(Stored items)
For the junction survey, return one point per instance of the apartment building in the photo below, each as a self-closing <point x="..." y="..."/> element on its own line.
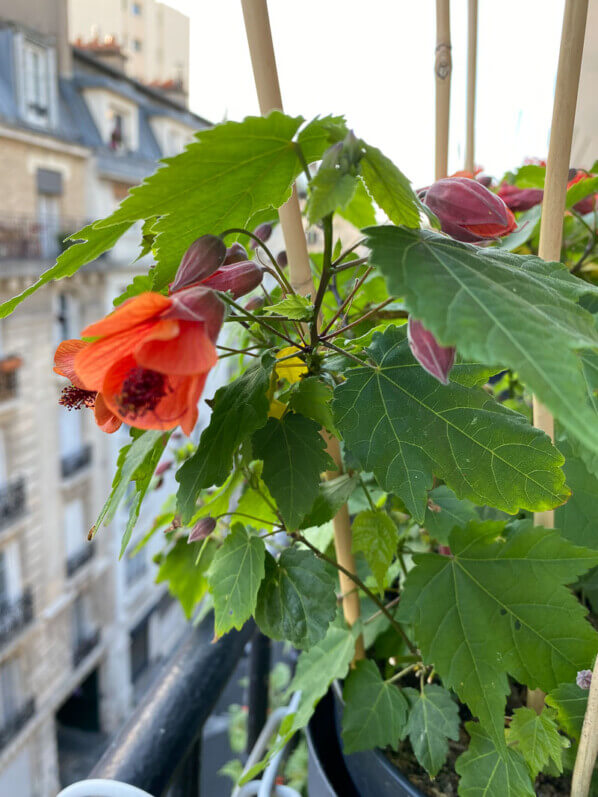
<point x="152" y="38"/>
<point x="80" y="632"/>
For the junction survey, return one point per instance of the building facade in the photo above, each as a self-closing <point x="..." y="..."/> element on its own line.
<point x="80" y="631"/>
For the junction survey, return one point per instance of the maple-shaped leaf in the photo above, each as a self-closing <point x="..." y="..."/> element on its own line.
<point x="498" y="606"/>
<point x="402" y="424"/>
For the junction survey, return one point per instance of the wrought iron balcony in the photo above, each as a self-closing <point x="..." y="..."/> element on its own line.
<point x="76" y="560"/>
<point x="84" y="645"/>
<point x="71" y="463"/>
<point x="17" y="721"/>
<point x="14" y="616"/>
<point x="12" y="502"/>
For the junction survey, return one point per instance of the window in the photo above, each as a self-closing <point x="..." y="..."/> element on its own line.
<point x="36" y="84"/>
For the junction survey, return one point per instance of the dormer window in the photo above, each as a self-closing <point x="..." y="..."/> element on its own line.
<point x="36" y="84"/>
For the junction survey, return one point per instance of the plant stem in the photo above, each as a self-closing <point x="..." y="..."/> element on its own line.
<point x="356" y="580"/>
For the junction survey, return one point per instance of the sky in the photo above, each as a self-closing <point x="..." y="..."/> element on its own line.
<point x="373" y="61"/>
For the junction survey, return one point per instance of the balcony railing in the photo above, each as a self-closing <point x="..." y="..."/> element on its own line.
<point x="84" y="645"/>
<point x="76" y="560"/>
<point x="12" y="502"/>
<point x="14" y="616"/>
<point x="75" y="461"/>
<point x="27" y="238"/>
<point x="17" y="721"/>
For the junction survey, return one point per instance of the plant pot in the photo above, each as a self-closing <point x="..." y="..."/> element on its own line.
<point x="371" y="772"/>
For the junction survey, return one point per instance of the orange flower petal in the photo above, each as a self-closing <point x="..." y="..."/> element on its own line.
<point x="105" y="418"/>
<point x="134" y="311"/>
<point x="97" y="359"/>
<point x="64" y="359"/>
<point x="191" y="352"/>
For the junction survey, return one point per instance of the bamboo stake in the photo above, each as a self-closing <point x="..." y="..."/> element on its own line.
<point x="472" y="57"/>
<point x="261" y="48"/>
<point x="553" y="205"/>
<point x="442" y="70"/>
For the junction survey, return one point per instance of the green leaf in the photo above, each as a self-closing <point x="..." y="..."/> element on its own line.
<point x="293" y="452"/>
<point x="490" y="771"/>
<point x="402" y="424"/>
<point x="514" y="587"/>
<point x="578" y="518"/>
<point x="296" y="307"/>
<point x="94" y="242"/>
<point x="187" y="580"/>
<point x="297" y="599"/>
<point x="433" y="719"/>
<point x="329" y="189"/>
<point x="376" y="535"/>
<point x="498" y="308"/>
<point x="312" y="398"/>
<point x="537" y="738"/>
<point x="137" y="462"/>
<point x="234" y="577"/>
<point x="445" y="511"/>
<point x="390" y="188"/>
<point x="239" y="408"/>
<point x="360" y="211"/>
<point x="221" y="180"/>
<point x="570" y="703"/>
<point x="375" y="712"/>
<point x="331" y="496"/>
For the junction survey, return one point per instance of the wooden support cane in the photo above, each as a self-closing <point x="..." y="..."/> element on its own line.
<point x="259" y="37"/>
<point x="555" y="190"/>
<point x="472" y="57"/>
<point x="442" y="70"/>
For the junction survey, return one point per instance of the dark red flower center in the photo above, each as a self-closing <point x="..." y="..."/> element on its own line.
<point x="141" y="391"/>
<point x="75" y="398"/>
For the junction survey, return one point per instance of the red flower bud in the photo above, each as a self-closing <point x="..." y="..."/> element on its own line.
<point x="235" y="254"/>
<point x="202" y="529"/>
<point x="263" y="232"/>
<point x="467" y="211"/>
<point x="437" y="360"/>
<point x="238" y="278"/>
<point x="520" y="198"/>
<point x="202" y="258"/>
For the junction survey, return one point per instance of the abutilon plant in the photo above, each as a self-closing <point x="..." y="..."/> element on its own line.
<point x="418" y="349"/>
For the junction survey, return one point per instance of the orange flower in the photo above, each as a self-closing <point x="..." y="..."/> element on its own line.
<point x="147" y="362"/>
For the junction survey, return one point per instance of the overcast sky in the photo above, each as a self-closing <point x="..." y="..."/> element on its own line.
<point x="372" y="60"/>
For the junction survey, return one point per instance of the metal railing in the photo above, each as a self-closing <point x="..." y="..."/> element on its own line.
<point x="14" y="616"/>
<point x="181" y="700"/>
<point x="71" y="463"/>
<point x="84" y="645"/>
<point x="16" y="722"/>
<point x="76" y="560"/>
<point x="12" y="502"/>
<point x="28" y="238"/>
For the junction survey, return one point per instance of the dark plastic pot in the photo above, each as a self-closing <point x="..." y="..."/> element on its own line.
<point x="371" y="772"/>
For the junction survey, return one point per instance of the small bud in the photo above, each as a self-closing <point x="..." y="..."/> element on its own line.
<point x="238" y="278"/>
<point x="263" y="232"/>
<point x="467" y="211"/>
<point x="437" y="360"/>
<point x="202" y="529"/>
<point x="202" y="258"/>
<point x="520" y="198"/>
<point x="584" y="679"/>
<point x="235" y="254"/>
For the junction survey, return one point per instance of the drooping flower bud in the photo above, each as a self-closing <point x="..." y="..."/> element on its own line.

WORK TO BE COMPLETED - Return all the data exactly, and keep the pictures out.

ANSWER SECTION -
For the junction survey, return one point per instance of the apartment building in the photo below, each as a self-closing <point x="..." y="..."/> element on its own line.
<point x="152" y="38"/>
<point x="80" y="632"/>
For the junction survey, return one point per instance of the building facade in the photo above, each as a self-closing <point x="..." y="..."/> element on its own line.
<point x="80" y="631"/>
For the junction survey, return one point per instance of the maple-shaped leaf in the photo above, each as a self-closing <point x="..." y="..."/> element on its own line.
<point x="498" y="606"/>
<point x="402" y="424"/>
For the junction survey, return one point per instance of the wrought iron balcony in the photo above, each as a self-closing <point x="..." y="..."/> element on its own line.
<point x="76" y="560"/>
<point x="84" y="645"/>
<point x="71" y="463"/>
<point x="17" y="721"/>
<point x="14" y="616"/>
<point x="12" y="502"/>
For the junction survey, return one point per instance of the window in the photo above, each as a self-closing <point x="..." y="..."/> element on its own line.
<point x="36" y="84"/>
For the junction survey, return one point per instance of the dormer window in the photo above, each as a self-closing <point x="..." y="..."/> element on its own line.
<point x="36" y="84"/>
For the junction survey, return one point per instance of the plant stem in the photo above, each as a self-closing <point x="..." y="..."/> element on its own line.
<point x="356" y="580"/>
For the junction survey, return one point per instance of the sky in the photo above, each as a self-closing <point x="..." y="..."/> element on its own line.
<point x="373" y="61"/>
For the junction survey, return one point per instance of the balcony railing in the photo above, each as a self-closing <point x="..." y="..."/> element on its own line.
<point x="84" y="645"/>
<point x="76" y="560"/>
<point x="12" y="502"/>
<point x="14" y="616"/>
<point x="75" y="461"/>
<point x="27" y="238"/>
<point x="17" y="721"/>
For the junction survey, return one point per instance of the plant pot in the photo above, each as a self-closing <point x="..." y="..."/> element on its own line.
<point x="371" y="772"/>
For the junction survey, return one point per instance of the orange flower petal in the photo above, each as a self-closing <point x="..." y="..."/> element on its own line.
<point x="105" y="418"/>
<point x="134" y="311"/>
<point x="97" y="359"/>
<point x="64" y="359"/>
<point x="191" y="352"/>
For the junction survey, return one point per instance of the bamboo stake in the photo above, each as a self-closing <point x="..." y="..."/> element on its own line.
<point x="472" y="57"/>
<point x="261" y="48"/>
<point x="553" y="205"/>
<point x="442" y="70"/>
For the junction survey, return one point per instance of the green leaf in the photo above, each as a self-closing <point x="..." y="..."/> element on its own line.
<point x="293" y="452"/>
<point x="490" y="771"/>
<point x="402" y="424"/>
<point x="514" y="587"/>
<point x="578" y="518"/>
<point x="296" y="307"/>
<point x="94" y="242"/>
<point x="187" y="580"/>
<point x="297" y="599"/>
<point x="433" y="719"/>
<point x="329" y="189"/>
<point x="376" y="535"/>
<point x="498" y="308"/>
<point x="312" y="398"/>
<point x="537" y="738"/>
<point x="137" y="462"/>
<point x="234" y="577"/>
<point x="445" y="511"/>
<point x="390" y="188"/>
<point x="239" y="408"/>
<point x="360" y="211"/>
<point x="221" y="180"/>
<point x="570" y="703"/>
<point x="375" y="712"/>
<point x="331" y="496"/>
For the junction survey, return one point per instance of the wooden support cane in the photo above, each as a self-closing <point x="..." y="..."/> element on its own line.
<point x="259" y="37"/>
<point x="555" y="190"/>
<point x="472" y="57"/>
<point x="442" y="70"/>
For the junction survey, return one point per instance of the dark red flower center in the photo above, each as a self-closing <point x="..." y="..."/> element on its own line.
<point x="141" y="391"/>
<point x="75" y="398"/>
For the junction survey, return one point per instance of the red flower bud in the photo above, each as a self-closing <point x="..." y="..."/> element on its own line.
<point x="235" y="254"/>
<point x="202" y="529"/>
<point x="263" y="232"/>
<point x="467" y="211"/>
<point x="437" y="360"/>
<point x="238" y="278"/>
<point x="520" y="198"/>
<point x="202" y="258"/>
For the junction survey, return one point per instance of the abutilon plant in the photo above, each as a self-closing <point x="..." y="..."/> element on its own line.
<point x="418" y="349"/>
For the junction survey, return one point per instance of the orange flower in the photo above, each as a self-closing <point x="..." y="..."/> element on its own line.
<point x="147" y="362"/>
For the junction survey, return one point per instance of the overcast sky in the photo above, each as a self-closing <point x="..." y="..."/> element on its own line.
<point x="372" y="60"/>
For the junction survey, return one point per instance of the metal railing in the photo above, each as a self-closing <point x="..." y="..."/> element on its own line.
<point x="14" y="616"/>
<point x="181" y="700"/>
<point x="71" y="463"/>
<point x="84" y="645"/>
<point x="16" y="722"/>
<point x="76" y="560"/>
<point x="12" y="502"/>
<point x="28" y="238"/>
For the junction survey, return one point per instance of the dark plastic pot in the photo above, each as a self-closing <point x="..." y="..."/> element on its own line.
<point x="371" y="772"/>
For the junction survey, return one point per instance of the small bud in the photo above, each as a self-closing <point x="..." y="..."/> element on its own line.
<point x="238" y="278"/>
<point x="263" y="232"/>
<point x="467" y="211"/>
<point x="437" y="360"/>
<point x="202" y="529"/>
<point x="202" y="258"/>
<point x="520" y="198"/>
<point x="584" y="679"/>
<point x="235" y="254"/>
For the junction survey, return one point per instance of the drooping flower bud in the photo above, each as a self-closing <point x="..." y="..."/> element on its own line.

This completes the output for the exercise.